START Input records

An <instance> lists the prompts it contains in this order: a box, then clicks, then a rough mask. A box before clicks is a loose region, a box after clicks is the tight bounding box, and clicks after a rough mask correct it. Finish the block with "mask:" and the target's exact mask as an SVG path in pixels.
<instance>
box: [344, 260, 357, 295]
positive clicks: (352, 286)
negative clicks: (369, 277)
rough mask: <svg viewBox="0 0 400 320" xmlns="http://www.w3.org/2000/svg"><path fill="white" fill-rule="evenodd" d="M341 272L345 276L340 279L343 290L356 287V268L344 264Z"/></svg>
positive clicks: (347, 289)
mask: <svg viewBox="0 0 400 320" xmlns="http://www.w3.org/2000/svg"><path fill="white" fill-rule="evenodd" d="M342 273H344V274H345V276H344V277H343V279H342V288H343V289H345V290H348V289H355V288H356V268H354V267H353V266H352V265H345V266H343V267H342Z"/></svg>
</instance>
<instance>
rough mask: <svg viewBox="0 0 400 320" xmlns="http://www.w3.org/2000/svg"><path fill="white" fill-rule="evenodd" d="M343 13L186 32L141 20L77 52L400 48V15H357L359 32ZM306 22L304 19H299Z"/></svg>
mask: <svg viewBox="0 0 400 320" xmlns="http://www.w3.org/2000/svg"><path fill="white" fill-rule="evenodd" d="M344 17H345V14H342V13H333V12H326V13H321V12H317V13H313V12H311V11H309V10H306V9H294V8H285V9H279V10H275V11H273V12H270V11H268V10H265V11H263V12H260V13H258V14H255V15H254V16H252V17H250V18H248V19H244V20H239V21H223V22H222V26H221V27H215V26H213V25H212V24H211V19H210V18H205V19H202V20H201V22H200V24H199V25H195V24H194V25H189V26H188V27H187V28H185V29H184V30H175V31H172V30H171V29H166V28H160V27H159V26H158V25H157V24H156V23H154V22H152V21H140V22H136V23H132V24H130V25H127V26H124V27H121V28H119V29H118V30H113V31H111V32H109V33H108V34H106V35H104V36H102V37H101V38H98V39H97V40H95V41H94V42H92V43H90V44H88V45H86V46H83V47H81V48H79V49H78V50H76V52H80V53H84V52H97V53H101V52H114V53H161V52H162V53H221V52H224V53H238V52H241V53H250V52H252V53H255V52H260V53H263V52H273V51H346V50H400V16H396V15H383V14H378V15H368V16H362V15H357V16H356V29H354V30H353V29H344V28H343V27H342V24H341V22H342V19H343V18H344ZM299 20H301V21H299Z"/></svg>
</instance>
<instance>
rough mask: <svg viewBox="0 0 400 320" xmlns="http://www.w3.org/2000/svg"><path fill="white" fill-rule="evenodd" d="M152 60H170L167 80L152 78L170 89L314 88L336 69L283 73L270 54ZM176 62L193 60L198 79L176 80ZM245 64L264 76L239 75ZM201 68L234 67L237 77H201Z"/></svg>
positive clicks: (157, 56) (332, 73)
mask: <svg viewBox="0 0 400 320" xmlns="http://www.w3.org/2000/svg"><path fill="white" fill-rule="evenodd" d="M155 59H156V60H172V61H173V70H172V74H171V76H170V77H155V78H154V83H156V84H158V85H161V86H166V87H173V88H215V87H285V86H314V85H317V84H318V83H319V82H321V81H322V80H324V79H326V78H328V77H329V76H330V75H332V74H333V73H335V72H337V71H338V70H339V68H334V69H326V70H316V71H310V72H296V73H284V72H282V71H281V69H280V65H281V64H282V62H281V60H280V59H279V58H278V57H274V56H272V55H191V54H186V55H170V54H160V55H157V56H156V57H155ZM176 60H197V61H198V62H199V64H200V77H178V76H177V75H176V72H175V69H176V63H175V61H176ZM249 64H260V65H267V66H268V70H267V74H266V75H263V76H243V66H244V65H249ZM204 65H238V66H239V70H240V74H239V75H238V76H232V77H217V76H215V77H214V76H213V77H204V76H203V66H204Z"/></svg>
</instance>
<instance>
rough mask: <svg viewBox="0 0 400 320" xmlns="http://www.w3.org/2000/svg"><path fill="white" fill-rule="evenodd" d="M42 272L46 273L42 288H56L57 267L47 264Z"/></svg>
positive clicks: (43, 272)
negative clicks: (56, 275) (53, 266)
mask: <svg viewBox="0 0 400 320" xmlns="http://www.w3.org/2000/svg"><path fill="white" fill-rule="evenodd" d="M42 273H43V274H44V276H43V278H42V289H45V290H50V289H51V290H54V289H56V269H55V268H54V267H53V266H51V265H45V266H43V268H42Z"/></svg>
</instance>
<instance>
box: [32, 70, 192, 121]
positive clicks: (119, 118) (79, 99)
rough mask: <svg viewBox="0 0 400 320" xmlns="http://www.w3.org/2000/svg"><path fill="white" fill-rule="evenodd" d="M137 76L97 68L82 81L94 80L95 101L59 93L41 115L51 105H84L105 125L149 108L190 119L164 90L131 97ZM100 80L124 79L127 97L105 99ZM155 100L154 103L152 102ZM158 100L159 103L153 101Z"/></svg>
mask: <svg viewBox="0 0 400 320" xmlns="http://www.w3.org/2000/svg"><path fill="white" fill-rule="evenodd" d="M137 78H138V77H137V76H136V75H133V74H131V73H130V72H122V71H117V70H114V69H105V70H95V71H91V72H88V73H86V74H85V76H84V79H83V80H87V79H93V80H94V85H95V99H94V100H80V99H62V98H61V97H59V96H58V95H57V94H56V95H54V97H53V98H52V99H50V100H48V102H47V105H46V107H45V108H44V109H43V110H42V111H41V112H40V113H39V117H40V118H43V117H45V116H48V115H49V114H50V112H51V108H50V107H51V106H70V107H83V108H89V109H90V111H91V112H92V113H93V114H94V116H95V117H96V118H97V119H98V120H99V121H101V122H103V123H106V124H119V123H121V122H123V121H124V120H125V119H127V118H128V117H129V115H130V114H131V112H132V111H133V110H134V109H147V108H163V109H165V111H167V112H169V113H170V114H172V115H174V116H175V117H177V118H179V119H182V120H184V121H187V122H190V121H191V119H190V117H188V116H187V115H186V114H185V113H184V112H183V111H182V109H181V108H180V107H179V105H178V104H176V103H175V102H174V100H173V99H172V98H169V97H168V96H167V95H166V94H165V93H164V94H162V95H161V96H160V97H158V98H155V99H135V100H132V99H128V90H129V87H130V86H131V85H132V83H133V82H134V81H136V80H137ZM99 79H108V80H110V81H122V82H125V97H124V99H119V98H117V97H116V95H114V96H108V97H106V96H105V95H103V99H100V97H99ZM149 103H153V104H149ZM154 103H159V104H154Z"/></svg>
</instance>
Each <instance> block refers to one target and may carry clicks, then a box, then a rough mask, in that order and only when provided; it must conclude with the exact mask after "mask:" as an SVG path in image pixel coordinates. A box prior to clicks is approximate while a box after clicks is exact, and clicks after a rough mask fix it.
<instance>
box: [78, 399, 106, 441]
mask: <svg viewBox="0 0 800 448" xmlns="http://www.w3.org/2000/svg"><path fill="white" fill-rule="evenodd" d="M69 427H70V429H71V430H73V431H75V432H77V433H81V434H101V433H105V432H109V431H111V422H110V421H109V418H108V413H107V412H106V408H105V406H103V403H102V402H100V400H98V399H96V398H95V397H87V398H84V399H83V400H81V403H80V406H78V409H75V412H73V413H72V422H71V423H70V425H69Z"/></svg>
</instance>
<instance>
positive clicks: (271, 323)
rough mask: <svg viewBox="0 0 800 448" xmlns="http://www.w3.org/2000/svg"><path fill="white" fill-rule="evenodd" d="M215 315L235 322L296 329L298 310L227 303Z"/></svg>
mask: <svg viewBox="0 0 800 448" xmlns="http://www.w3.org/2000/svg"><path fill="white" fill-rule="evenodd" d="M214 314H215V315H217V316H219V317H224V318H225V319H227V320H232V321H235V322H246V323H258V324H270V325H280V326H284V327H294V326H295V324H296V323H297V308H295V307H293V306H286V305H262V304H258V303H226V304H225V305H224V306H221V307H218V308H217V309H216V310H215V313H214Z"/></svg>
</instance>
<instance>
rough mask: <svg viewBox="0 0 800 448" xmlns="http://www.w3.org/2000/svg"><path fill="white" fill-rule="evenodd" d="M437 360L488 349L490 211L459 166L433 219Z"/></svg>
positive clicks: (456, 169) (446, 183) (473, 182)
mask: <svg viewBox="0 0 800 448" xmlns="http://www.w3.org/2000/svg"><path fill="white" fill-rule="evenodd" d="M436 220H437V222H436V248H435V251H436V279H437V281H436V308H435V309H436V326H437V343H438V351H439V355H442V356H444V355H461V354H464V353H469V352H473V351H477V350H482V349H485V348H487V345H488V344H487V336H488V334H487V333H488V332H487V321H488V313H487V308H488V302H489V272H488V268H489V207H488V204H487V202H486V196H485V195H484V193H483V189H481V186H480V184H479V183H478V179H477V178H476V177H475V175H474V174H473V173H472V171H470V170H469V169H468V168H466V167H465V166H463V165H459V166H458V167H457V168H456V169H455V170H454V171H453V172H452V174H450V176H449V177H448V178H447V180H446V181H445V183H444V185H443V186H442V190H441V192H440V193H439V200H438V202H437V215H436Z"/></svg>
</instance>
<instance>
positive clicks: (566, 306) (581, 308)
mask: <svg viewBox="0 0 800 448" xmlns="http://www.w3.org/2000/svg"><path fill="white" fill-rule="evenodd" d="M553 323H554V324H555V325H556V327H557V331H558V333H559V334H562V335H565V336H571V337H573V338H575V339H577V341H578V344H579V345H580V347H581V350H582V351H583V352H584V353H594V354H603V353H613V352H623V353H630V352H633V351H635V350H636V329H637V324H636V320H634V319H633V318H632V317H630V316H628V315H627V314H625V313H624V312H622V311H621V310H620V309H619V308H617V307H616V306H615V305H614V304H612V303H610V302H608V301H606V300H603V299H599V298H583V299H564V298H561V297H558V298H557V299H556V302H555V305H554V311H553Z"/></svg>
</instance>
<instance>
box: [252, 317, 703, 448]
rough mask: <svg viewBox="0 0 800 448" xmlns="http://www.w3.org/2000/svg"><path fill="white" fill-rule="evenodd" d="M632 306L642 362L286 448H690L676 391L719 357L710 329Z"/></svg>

END Input records

Give back exactly the material above from its opening line to the line bearing "negative clicks: (369, 277)".

_Answer to this problem:_
An <instance> lists the prompts it contains in this order: a box, then clicks, then a rough mask. A box before clicks is a loose region, a box after clicks is the tight bounding box, and clicks after a rough mask correct it. Finish the block with "mask:" and the target's exact mask as an SVG path in pixels.
<instance>
box: [344, 260, 357, 295]
positive clicks: (352, 286)
negative clicks: (369, 277)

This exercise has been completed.